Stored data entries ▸
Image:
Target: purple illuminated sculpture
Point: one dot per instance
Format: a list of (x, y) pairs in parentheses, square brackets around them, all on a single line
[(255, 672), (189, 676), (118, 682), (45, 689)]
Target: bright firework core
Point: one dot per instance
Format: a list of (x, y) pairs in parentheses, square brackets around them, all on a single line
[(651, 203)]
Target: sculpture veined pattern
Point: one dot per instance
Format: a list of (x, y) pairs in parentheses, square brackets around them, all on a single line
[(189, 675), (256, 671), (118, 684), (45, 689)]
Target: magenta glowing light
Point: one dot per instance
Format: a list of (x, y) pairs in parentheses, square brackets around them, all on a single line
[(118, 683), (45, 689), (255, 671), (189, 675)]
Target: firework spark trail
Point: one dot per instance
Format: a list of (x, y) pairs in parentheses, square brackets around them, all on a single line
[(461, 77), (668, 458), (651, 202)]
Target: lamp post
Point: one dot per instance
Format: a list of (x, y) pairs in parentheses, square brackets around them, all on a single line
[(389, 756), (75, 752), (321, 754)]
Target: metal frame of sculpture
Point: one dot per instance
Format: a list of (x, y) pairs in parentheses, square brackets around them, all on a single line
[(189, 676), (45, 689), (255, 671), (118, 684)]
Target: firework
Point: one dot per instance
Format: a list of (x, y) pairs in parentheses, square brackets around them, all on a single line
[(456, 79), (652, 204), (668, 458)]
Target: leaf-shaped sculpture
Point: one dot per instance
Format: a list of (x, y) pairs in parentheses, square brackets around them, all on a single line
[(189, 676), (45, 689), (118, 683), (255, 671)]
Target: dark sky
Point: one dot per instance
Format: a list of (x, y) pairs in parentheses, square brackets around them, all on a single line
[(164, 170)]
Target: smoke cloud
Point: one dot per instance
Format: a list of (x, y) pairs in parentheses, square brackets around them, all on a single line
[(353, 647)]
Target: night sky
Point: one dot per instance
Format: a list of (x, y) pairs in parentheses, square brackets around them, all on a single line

WORK TO COMPLETE ▸ Whenever a line in the records above contains the string "sculpture", copy that line.

RESPONSE ▸
Target: purple illuminated sculpture
Target: sculpture veined pattern
Target: metal frame of sculpture
Target: leaf-shaped sculpture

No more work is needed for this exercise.